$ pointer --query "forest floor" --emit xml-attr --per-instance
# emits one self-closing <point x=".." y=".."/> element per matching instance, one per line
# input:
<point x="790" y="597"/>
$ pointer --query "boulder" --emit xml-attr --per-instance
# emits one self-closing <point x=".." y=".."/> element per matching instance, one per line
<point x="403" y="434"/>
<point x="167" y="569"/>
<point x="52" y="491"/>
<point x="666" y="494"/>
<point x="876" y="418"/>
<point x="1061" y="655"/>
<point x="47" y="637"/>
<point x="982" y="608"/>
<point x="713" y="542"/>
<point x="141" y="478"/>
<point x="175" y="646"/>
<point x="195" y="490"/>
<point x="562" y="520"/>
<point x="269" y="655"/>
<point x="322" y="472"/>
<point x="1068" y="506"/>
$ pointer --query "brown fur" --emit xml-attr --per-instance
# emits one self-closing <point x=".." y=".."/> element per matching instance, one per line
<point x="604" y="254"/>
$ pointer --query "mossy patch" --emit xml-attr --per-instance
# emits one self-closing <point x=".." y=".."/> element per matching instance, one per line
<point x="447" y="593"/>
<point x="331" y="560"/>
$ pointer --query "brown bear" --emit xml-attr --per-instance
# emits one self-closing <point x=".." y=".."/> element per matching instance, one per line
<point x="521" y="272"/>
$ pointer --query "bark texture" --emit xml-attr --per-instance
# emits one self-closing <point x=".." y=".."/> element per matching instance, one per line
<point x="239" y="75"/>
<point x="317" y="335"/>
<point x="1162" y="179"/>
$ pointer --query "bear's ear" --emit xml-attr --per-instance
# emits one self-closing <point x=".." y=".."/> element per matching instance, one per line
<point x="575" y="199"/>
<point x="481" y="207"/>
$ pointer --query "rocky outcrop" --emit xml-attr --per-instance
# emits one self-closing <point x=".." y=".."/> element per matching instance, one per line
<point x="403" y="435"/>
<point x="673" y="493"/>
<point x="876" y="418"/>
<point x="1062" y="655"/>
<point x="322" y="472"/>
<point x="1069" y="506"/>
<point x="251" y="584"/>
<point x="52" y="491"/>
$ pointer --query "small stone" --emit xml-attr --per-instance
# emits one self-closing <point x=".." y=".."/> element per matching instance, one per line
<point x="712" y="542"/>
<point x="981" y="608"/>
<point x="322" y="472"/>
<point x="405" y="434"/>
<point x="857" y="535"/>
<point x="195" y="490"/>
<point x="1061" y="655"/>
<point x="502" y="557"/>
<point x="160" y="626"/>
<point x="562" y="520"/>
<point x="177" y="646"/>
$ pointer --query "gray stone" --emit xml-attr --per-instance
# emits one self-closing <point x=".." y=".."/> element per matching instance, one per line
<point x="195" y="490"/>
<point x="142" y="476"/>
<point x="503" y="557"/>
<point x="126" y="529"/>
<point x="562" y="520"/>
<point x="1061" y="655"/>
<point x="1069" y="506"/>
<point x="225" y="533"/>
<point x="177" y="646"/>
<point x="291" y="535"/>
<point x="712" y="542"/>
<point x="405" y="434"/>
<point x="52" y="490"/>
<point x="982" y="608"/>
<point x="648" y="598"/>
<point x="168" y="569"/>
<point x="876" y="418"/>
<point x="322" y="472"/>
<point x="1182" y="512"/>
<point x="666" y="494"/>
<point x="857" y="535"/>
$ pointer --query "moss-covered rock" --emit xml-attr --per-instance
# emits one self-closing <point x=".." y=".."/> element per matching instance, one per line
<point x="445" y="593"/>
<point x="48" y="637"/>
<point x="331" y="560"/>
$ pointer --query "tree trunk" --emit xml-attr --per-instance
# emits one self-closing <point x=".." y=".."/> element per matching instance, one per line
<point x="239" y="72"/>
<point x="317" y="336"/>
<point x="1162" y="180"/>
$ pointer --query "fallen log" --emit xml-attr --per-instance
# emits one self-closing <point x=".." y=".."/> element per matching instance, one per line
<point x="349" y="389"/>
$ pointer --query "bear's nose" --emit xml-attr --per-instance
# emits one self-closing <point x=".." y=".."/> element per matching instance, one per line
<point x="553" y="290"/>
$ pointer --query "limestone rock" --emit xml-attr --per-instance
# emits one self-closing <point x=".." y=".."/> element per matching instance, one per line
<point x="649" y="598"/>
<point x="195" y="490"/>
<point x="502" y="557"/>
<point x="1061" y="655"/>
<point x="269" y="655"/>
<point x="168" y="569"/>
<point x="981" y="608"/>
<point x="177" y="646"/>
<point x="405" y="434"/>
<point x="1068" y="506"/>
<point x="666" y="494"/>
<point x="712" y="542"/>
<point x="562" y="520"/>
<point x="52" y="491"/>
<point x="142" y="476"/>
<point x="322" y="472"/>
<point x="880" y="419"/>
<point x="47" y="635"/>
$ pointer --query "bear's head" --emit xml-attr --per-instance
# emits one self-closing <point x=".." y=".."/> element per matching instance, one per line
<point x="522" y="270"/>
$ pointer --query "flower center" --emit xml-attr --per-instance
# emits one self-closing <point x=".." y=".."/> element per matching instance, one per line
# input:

---*---

■ **Exercise objective**: Send back every record, precisely as written.

■ **Expected answer**:
$ pointer --query "forest floor" --emit xml-attr --per-instance
# emits one self-closing <point x=".." y=".."/> element per matching instance, one per line
# input:
<point x="790" y="597"/>
$ pointer --query "boulder" --emit xml-attr --per-instance
# emits one self-closing <point x=".." y=".."/> element per matching instance, one per line
<point x="403" y="434"/>
<point x="167" y="569"/>
<point x="52" y="491"/>
<point x="666" y="494"/>
<point x="876" y="418"/>
<point x="1061" y="655"/>
<point x="47" y="637"/>
<point x="982" y="608"/>
<point x="713" y="542"/>
<point x="141" y="478"/>
<point x="175" y="646"/>
<point x="195" y="490"/>
<point x="562" y="520"/>
<point x="269" y="655"/>
<point x="322" y="472"/>
<point x="1068" y="506"/>
$ pointer --query "brown fur" --emit xml-attr --per-instance
# emits one self-closing <point x=".." y=".."/> element per matching instance, one per line
<point x="604" y="254"/>
$ pointer --query "mossy patch" --emit xml-attr --per-instance
# emits one self-closing <point x=".." y=".."/> element per matching instance, one per line
<point x="447" y="593"/>
<point x="331" y="560"/>
$ pointer --query "brown bear" --emit xml-attr --per-instance
# emits one self-closing <point x=".." y=".."/> element per matching instance, one per line
<point x="521" y="272"/>
$ pointer --query "bark texture" --emit xml-attr --per-instance
# emits one self-closing <point x=".." y=".."/> element per matching instance, one per line
<point x="239" y="75"/>
<point x="317" y="335"/>
<point x="1162" y="179"/>
$ pointer --query "bear's ear" --emit xml-attr --per-instance
# emits one self-closing <point x=".." y=".."/> element per matching instance, one per line
<point x="575" y="199"/>
<point x="481" y="207"/>
$ pointer --query "rocky outcrop" --emit xml-attr --per-instance
# emits one self-closing <point x=".." y=".."/> element per matching instance, one per line
<point x="403" y="435"/>
<point x="673" y="493"/>
<point x="876" y="418"/>
<point x="1062" y="655"/>
<point x="322" y="472"/>
<point x="1069" y="506"/>
<point x="251" y="584"/>
<point x="52" y="491"/>
$ pointer --query "small stone" --emit xml-attr --per-instance
# emits one self-closing <point x=".." y=".."/> element per matching instance, one per line
<point x="712" y="542"/>
<point x="981" y="608"/>
<point x="322" y="472"/>
<point x="405" y="434"/>
<point x="857" y="535"/>
<point x="195" y="490"/>
<point x="1061" y="655"/>
<point x="502" y="557"/>
<point x="160" y="626"/>
<point x="562" y="520"/>
<point x="177" y="646"/>
$ pointer --query "gray stone" --emit xml-attr --per-instance
# emits one self-closing <point x=".." y=".."/> element per matching instance, one per line
<point x="195" y="490"/>
<point x="142" y="476"/>
<point x="503" y="557"/>
<point x="126" y="529"/>
<point x="562" y="520"/>
<point x="1061" y="655"/>
<point x="1069" y="506"/>
<point x="225" y="533"/>
<point x="177" y="646"/>
<point x="291" y="535"/>
<point x="712" y="542"/>
<point x="405" y="434"/>
<point x="52" y="490"/>
<point x="982" y="608"/>
<point x="648" y="598"/>
<point x="168" y="569"/>
<point x="876" y="418"/>
<point x="322" y="472"/>
<point x="1182" y="512"/>
<point x="666" y="494"/>
<point x="857" y="535"/>
$ pointer --query "moss-covered rock" --emit xml-attr --per-instance
# emits one self-closing <point x=".." y=".."/> element per matching instance, one per line
<point x="445" y="593"/>
<point x="48" y="637"/>
<point x="331" y="560"/>
$ pointer --query "tree trunk" --emit xml-attr --per-instance
# emits one self-closing <point x=".." y=".."/> element per matching instance, one per line
<point x="239" y="72"/>
<point x="317" y="336"/>
<point x="1162" y="180"/>
$ pointer --query "fallen log" --emit xml-attr --per-instance
# emits one self-closing <point x=".." y=".."/> element per matching instance, one per line
<point x="349" y="389"/>
$ pointer --query "bear's nose" --emit xml-attr --per-instance
# emits one self-closing <point x=".." y=".."/> element per matching instance, one per line
<point x="553" y="290"/>
$ pointer --query "limestone rock" --emit xml-attr --per-instance
# emits one self-closing <point x=".." y=".."/> element per matching instance, one per line
<point x="649" y="598"/>
<point x="195" y="490"/>
<point x="502" y="557"/>
<point x="1061" y="655"/>
<point x="269" y="655"/>
<point x="168" y="569"/>
<point x="981" y="608"/>
<point x="177" y="646"/>
<point x="405" y="434"/>
<point x="1068" y="506"/>
<point x="666" y="494"/>
<point x="712" y="542"/>
<point x="562" y="520"/>
<point x="52" y="491"/>
<point x="142" y="476"/>
<point x="322" y="472"/>
<point x="880" y="419"/>
<point x="47" y="635"/>
$ pointer --query "bear's head" --emit xml-attr --per-instance
# emits one self-closing <point x=".." y=".."/> element per matching instance, one per line
<point x="522" y="270"/>
$ pointer --query "flower center" --emit xml-attr --per-instance
# emits one self-closing <point x=".." y=".."/> element per matching instance, one per line
# input:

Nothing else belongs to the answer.